- [Page extract]
+===+

Yes, the 24 LET and the 28 LET I mentioned are both with tracks. A wheeled snowblower wouldn't manage the hill.



69ariens said:


> Any toro dealers? 928oxe, How about yammaha or can your dealer get you an ariens platinm 24 SHO


No I haven't found any Toro nor Yamaha dealers yet



bad69cat said:


> I have always been impressed with the quality of Yanmar products.


Good to hear.



bad69cat said:


> However, here in the States they are only supported through dealers and that makes parts hard to get. That might not be the case for you though? I would let service and parts availability be my guide.


Yes, that's a good argument. In fact the dealer lives (not sells) in the same village. So in case he picks the machine up and brings it (hopefully repaired) back right on my doorstep. But he sells Ariens and Yanmar. :blush:

Phew! This was far more exhausting than shoveling snow for 2 hours 
Thanks again. I will consider all your suggestions.
Alex


----------



## PixMan (Feb 14, 2015)

All things considered, the larger Ariens 28 is the way I'd go. It's closer to 9HP and you'll need it as the tracks can use up more of the available HP than tires. The support for the product is there too.


----------



## dbert (Aug 25, 2013)

Welcome Alex
I found some more pics of the Yanmar. These pics aren't for you, they're for other members like me that didn't know their was such a thing.


----------



## ACorner (Dec 10, 2015)

Hi again,

I added some pictures , just to give you a brief glimse of a little bit of snow and to understand why weight matters (and where in case the snowball is rolling down the hill :wink: ).

pic02.jpg
pic03.jpg
pic04.jpg


----------



## PixMan (Feb 14, 2015)

From what I can see in the photos, you need a snowblower that can toss it far and high. Those snow banks are usually the result of a tired snow shoveler or a weak snowblower.

The bigger Ariens, for sure.


----------



## sscotsman (Dec 8, 2010)

sscotsman said:


> can you give us more detail about your annual snow fall amounts?
> and is it generally "dry" cold fluffy slow? or "wet" heavy slushy snow?





ACorner said:


> oh, you're a real snow-connoisseur
> Well, we had nearly 3m some years ago. But 1.5m should be normal (depending on what comes with climate change). With all kinds of snow you mentioned (and many more).


No, I wouldnt say im a snow-connoisseur!  I asked about your snow amounts and normal consistency because are important factors when choosing a snowblower..

but now im confused..because we seemed to talking about serious snow, but then you said 1.5M annual snowfall, which is only 5 feet..which IMO is quite low. (thats about half the annual snowfall for most areas around the Great Lakes)..although the two machines you were originally considering do fit that amount of snow, so your dealer was right to suggest the size machines that he did. (which seemed small to me at first, but now seem reasonable.)

+===+

- [Data extract]
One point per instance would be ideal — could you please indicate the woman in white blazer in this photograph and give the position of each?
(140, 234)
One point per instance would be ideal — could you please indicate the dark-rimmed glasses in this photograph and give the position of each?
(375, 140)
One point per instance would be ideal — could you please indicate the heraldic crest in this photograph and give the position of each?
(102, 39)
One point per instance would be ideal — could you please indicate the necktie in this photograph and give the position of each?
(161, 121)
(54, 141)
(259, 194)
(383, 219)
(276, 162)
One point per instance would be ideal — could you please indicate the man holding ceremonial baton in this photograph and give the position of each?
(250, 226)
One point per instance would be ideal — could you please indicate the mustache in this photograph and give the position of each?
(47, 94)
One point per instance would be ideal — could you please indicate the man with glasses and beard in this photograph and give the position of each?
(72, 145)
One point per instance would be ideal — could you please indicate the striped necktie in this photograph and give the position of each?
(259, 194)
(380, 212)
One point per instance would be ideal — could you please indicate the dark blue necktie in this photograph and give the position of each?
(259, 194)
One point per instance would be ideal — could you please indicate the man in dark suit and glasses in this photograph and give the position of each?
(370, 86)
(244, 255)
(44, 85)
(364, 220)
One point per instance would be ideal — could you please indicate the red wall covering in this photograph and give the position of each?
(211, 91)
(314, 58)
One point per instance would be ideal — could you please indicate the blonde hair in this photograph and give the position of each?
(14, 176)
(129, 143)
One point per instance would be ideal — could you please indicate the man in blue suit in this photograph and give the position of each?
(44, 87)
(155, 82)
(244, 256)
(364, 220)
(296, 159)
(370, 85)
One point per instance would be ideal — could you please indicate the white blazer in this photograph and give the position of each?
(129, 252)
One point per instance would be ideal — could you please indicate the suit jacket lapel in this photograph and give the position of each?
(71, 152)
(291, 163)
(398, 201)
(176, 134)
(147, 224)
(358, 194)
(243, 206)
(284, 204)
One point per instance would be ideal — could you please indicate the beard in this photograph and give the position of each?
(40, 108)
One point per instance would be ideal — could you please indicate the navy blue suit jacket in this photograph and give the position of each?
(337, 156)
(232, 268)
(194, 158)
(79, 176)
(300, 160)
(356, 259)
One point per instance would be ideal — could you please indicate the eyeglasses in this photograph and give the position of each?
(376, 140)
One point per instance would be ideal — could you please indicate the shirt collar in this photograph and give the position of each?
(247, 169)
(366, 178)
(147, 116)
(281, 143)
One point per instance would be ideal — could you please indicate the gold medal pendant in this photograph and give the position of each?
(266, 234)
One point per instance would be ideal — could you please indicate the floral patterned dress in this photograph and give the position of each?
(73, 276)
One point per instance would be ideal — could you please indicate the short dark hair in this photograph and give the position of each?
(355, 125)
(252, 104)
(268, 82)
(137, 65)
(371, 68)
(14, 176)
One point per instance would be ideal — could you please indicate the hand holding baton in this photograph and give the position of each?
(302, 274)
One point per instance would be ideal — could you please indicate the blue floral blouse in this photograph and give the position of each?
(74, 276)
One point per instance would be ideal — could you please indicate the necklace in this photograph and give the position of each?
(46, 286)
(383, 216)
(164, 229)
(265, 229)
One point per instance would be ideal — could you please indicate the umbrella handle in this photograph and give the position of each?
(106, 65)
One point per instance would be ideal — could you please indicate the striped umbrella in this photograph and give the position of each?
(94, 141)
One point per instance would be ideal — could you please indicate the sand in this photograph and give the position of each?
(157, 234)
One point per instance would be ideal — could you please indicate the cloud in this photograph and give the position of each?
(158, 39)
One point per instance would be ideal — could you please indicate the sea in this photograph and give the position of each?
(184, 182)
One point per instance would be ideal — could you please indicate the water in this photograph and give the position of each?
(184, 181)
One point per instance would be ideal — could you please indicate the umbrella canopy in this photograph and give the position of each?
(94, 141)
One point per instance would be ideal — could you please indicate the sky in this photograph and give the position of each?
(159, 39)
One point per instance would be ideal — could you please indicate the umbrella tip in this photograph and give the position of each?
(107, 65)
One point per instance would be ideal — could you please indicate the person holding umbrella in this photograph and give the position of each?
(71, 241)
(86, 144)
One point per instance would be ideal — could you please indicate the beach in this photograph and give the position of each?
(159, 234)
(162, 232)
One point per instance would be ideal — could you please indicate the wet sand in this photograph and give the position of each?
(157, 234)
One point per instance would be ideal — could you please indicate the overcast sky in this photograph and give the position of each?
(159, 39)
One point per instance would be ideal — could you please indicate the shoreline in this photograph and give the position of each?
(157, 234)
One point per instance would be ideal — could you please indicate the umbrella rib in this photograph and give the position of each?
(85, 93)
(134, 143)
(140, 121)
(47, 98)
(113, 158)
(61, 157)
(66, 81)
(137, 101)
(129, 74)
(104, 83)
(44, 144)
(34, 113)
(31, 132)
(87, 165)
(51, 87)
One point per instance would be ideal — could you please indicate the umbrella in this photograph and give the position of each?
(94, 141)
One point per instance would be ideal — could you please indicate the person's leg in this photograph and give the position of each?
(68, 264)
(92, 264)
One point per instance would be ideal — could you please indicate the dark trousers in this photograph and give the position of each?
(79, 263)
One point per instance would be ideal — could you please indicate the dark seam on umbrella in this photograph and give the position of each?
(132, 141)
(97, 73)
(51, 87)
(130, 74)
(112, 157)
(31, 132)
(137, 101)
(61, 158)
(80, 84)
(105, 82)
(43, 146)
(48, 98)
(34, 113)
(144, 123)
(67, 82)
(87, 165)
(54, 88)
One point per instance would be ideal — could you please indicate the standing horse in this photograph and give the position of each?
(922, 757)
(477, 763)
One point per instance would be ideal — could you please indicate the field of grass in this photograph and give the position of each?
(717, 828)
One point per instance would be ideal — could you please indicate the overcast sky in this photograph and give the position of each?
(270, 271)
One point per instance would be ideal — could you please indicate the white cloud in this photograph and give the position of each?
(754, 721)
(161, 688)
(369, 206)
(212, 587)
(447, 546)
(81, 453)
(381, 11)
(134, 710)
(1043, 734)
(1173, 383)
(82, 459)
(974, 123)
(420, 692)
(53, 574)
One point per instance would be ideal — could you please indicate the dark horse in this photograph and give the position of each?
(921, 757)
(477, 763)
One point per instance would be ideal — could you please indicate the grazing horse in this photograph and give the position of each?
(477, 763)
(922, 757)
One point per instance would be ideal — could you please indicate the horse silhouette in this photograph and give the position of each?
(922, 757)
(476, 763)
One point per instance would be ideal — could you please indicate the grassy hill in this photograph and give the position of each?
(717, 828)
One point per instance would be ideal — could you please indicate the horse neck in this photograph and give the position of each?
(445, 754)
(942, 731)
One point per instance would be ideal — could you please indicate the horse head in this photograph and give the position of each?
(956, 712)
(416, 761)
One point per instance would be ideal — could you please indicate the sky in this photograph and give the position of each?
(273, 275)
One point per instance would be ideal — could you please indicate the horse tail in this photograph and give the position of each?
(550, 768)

+===+

- [Required work]
In the snowblower thread, which machine does PixMan recommend?

- [Response to the task]
The larger Ariens 28.